Starting with the line that contains "tile in the photo above." and going on through the last line of the records below, give those lines again with the requests included, adding 32 to every coordinate in the answers. Leave out every line before that point.

_RECORDS SHOWN_.
■ ■ ■

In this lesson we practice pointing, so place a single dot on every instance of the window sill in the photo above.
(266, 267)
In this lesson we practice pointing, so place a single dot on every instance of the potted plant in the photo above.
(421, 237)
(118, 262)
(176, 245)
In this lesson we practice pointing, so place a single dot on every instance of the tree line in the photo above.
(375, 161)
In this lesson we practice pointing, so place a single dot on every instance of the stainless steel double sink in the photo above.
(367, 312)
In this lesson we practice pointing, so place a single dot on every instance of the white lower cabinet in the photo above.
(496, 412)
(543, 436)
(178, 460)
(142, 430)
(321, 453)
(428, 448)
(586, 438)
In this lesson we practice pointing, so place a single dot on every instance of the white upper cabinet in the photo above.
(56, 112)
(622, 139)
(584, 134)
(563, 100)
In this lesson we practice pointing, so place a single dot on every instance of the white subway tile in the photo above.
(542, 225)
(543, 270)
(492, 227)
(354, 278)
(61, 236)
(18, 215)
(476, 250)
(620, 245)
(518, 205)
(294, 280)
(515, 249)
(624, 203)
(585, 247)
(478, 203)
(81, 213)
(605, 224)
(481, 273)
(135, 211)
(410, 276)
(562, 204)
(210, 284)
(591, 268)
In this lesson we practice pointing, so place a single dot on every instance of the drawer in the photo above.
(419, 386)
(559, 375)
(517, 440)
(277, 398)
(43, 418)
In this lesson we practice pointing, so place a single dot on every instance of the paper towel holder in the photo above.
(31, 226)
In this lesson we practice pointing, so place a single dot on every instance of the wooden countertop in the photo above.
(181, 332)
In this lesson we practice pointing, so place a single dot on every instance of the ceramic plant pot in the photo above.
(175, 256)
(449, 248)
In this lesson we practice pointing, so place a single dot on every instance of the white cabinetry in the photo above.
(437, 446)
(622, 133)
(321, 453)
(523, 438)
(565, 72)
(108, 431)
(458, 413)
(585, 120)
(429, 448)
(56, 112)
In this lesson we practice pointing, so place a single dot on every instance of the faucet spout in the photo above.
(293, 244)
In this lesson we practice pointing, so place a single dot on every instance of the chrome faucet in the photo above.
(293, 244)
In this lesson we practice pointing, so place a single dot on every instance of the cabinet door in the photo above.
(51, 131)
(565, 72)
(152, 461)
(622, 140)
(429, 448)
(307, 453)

■ ■ ■

_RESULT BELOW_.
In this lesson we practice pointing, so place a single dot on every instance of the white subway tile in the photo above.
(574, 257)
(575, 302)
(524, 259)
(386, 310)
(93, 268)
(50, 247)
(508, 282)
(652, 277)
(550, 237)
(326, 312)
(547, 281)
(656, 235)
(617, 279)
(510, 235)
(113, 245)
(637, 256)
(513, 305)
(167, 243)
(442, 308)
(594, 236)
(242, 316)
(623, 300)
In this lesson we practice pointing, so place a single dot on every instance of the drawer in the photo above.
(451, 418)
(591, 407)
(549, 472)
(309, 430)
(75, 450)
In this lesson we practice pointing, so place a single dot on every instance of the paper towel holder in the photo above.
(63, 258)
In this lesson we practice pointing, so place a single dot on every instance of the wooden countertop in the photo above.
(213, 364)
In this lesson we practice pointing, so place a single dot on every instance of the ceramic plant pot in the photo above.
(207, 288)
(481, 280)
In this lesson we practice pointing, so place a single dot on every instance of the white cabinetry in the photo above.
(469, 478)
(654, 165)
(353, 485)
(555, 470)
(597, 104)
(140, 463)
(490, 445)
(617, 152)
(461, 480)
(88, 144)
In this lesson we practice pointing, so place a single dot on every instance of the faucet spout in the photo above.
(325, 276)
In this lesson we practice pointing, so place a single dot on every instance of the chrome faucet in the photo above.
(325, 276)
In this lesson we practice pointing, so place a single dot on every instance of the cabinet door in the photo above.
(83, 163)
(597, 104)
(184, 493)
(654, 172)
(461, 480)
(339, 485)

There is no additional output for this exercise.